■ **What you have to do**
Copy the lines of the material below word for word, omitting the pictures from your copy.

(Source data)
[start]
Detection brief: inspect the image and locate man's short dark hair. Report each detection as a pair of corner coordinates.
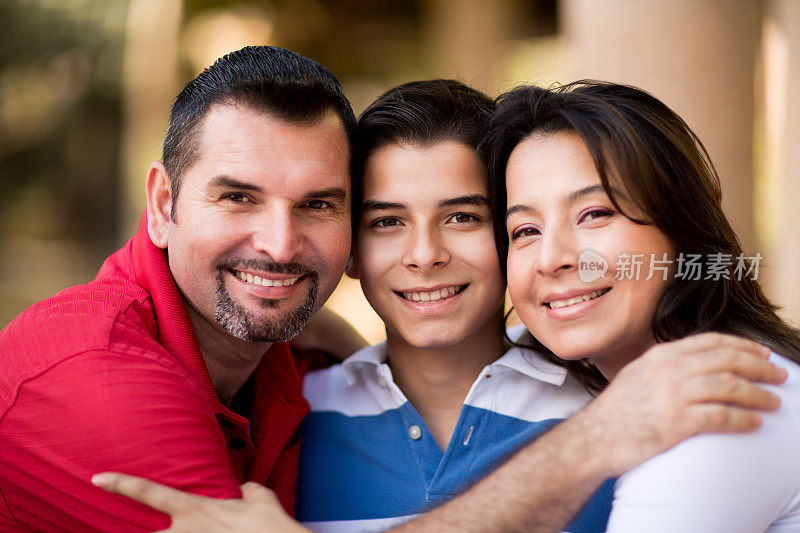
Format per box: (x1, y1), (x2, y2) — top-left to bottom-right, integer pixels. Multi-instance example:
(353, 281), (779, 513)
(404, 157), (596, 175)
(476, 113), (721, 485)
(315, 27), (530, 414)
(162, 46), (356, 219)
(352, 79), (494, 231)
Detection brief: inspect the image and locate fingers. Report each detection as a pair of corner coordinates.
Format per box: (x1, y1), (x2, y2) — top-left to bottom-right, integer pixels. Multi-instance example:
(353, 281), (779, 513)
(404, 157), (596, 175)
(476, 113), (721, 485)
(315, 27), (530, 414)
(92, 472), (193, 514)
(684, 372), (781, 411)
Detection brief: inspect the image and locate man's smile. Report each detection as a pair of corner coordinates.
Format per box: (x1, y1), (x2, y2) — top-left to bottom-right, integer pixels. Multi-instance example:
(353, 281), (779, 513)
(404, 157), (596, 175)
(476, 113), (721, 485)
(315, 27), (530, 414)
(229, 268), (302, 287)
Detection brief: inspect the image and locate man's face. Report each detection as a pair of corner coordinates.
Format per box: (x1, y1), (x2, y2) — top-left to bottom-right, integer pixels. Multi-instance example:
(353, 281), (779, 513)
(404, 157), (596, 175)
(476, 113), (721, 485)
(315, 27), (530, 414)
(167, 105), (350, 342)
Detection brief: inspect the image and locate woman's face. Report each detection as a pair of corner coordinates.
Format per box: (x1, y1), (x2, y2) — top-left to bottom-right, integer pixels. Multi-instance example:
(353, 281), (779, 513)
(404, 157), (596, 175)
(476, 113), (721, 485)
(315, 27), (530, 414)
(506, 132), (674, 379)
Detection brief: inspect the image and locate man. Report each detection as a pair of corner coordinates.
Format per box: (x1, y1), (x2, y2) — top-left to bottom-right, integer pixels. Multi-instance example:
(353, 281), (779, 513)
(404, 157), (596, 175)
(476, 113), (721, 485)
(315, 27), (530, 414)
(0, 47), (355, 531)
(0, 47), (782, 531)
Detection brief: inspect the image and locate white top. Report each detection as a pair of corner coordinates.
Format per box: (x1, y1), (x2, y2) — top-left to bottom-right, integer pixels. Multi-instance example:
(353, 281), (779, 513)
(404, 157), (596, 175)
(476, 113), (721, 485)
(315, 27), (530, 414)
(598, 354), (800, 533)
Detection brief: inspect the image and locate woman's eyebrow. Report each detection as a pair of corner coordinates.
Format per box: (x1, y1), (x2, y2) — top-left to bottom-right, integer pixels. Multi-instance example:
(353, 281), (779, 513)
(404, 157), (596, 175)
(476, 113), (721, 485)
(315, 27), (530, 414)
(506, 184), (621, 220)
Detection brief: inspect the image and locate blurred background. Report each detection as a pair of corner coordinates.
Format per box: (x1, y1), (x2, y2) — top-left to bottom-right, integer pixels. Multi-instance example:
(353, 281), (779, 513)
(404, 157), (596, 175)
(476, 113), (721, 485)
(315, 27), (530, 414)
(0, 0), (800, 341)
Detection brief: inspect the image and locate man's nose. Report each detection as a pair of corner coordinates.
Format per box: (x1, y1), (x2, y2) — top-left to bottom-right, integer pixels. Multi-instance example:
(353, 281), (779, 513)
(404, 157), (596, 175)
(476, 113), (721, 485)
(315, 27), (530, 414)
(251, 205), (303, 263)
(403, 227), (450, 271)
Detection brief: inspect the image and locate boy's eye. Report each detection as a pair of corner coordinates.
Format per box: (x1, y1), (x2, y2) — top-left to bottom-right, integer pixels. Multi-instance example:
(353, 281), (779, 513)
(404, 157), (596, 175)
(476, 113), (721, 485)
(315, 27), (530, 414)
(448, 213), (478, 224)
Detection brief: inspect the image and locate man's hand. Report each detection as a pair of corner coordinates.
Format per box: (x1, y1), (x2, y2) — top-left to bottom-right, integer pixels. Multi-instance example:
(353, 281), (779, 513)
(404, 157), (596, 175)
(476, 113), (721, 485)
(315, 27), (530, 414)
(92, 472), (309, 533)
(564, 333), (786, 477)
[end]
■ **The reply**
Detection brief: inspect the image and locate man's short dark hair. Report each detection as a pair of corner coordinates.
Format per box: (x1, y1), (x2, y2) — top-left to bottom-right, integer pixels. Multi-instance example:
(353, 281), (779, 513)
(404, 157), (596, 175)
(476, 113), (721, 485)
(315, 27), (530, 414)
(162, 46), (356, 219)
(352, 79), (494, 231)
Detection brief: inspect the image and locate fingers. Report each detection as a pair of corner coordinates.
Format per box: (x1, y1), (x2, y2) — top-left to bottom-right, integer pixels. Multi-instance example:
(353, 281), (779, 513)
(404, 157), (596, 175)
(476, 113), (721, 485)
(315, 27), (530, 414)
(92, 472), (193, 514)
(684, 372), (781, 411)
Detection brief: inspect the image and locate man's smile. Report each detection as a pair of corner coordinates.
Format per box: (x1, y1), (x2, y2) — top-left to bottom-right, integer pixels. Multi-instance example:
(353, 281), (779, 513)
(404, 157), (596, 175)
(476, 113), (721, 485)
(315, 27), (530, 414)
(229, 268), (302, 287)
Detection brief: inspect the image and locate man's face. Report each detection as a pair of corner coordinates.
Format per box: (x1, y1), (x2, y2) — top-left to bottom-right, integer pixels. Multi-instance example:
(353, 281), (779, 513)
(404, 157), (596, 175)
(476, 113), (721, 485)
(315, 27), (530, 414)
(167, 105), (350, 342)
Detection brief: inspect the image and locate woman's face. Report each detection as a pair of corner coordinates.
Format per box: (x1, y1), (x2, y2) — top-left to bottom-right, integer pixels. Multi-instance example:
(353, 281), (779, 513)
(404, 157), (596, 175)
(476, 113), (721, 485)
(315, 27), (530, 414)
(506, 132), (674, 379)
Detection brief: inspect the image and locate man. Report each detection as a pair of corner coordinates.
Format per box: (x1, y1), (x2, y2) — top-left to bottom-right, integer pixels. Multi-instance example:
(353, 281), (779, 513)
(404, 157), (596, 175)
(476, 113), (721, 485)
(315, 27), (530, 414)
(0, 47), (355, 531)
(0, 47), (782, 531)
Detection brief: inspect the image and locate white top. Report each detection as a pair of corner coordinates.
Format per box: (x1, y1), (x2, y2) — top-left to bottom-right, integer pixels. Multi-instance example:
(353, 281), (779, 513)
(404, 157), (596, 175)
(476, 113), (721, 485)
(315, 27), (530, 414)
(598, 354), (800, 533)
Detection brief: inspect the image and locate woman's eyebrow. Report each detection as a pair of corner coordinates.
Format per box: (x1, y1), (x2, y2) — top-left to bottom-right, integer pixels. Multi-instance example:
(353, 281), (779, 513)
(404, 157), (596, 175)
(476, 113), (721, 485)
(315, 27), (530, 414)
(506, 184), (621, 220)
Detection brief: inspect the image and locate blurred background. Report each detection as a pair of corner coordinates.
Format per box: (x1, y1), (x2, y2) — top-left to bottom-right, integer pixels. Multi-instance example:
(353, 281), (779, 513)
(404, 157), (596, 175)
(476, 113), (721, 485)
(315, 27), (530, 414)
(0, 0), (800, 341)
Detection brief: inspect the image and locate man's nose. Report each detection as a pair of corner coordinates.
Format per box: (x1, y1), (x2, y2) — top-left to bottom-right, integer pixels. Multi-instance example:
(353, 281), (779, 513)
(404, 157), (596, 175)
(476, 113), (721, 485)
(315, 27), (530, 414)
(251, 205), (303, 263)
(403, 227), (450, 271)
Detection brief: inspect the image and locate boy's eye. Report each detection as a pair of corner coordinates.
Format per box: (x1, y1), (x2, y2) — top-left to bottom-right, integer pixels. Multi-instance example:
(353, 281), (779, 513)
(404, 157), (596, 175)
(476, 113), (721, 485)
(315, 27), (530, 414)
(448, 213), (478, 224)
Detection brief: inspect the image and locate man's hand. Report each detection as a pair of corner coordinates.
Format per box: (x1, y1), (x2, y2) — top-left to bottom-right, integer pixels. Multi-instance example:
(353, 281), (779, 513)
(404, 157), (596, 175)
(476, 113), (721, 485)
(315, 27), (530, 414)
(92, 472), (309, 533)
(564, 333), (786, 477)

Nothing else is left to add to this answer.